#### Task:
Look through the listing for the string "windshield" and copy out every line that holds it.
Segment Start: Material shown
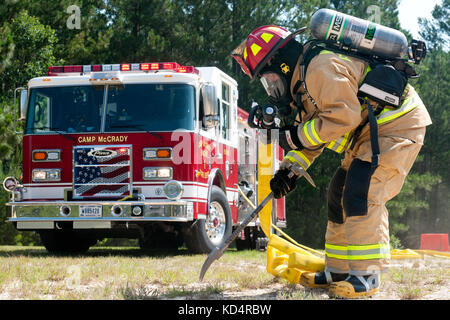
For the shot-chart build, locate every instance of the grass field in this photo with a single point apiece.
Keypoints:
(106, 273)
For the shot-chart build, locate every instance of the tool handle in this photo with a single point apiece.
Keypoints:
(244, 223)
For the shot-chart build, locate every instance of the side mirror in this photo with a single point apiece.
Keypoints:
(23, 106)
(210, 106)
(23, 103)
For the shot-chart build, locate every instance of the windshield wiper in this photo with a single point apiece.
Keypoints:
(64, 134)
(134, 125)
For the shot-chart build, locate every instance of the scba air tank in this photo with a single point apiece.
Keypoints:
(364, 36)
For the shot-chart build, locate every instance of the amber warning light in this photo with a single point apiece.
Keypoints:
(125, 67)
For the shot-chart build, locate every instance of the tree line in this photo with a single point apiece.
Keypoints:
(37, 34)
Segment End: Material shown
Segment Start: Material shown
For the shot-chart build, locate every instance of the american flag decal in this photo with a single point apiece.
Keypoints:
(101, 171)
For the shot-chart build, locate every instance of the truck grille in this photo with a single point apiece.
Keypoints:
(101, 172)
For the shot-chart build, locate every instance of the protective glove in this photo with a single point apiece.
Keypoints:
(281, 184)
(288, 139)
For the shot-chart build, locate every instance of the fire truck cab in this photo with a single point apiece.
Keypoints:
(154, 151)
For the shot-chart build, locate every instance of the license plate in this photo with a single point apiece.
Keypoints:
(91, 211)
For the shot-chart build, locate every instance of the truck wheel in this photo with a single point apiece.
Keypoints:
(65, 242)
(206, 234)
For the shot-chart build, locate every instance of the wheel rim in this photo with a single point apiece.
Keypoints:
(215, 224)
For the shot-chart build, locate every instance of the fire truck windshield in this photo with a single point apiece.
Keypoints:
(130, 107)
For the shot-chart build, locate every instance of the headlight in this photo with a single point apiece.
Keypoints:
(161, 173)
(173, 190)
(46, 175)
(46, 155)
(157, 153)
Segment End: Material shown
Segment Start: Material shown
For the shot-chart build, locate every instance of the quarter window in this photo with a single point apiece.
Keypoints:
Segment End: Material shown
#### Your response:
For the shot-chart build, locate every instance of the windshield wiper in this photo with a single point apiece.
For the shot-chart build, locate every instance of the fire truck windshield in this photo with a single point apiece.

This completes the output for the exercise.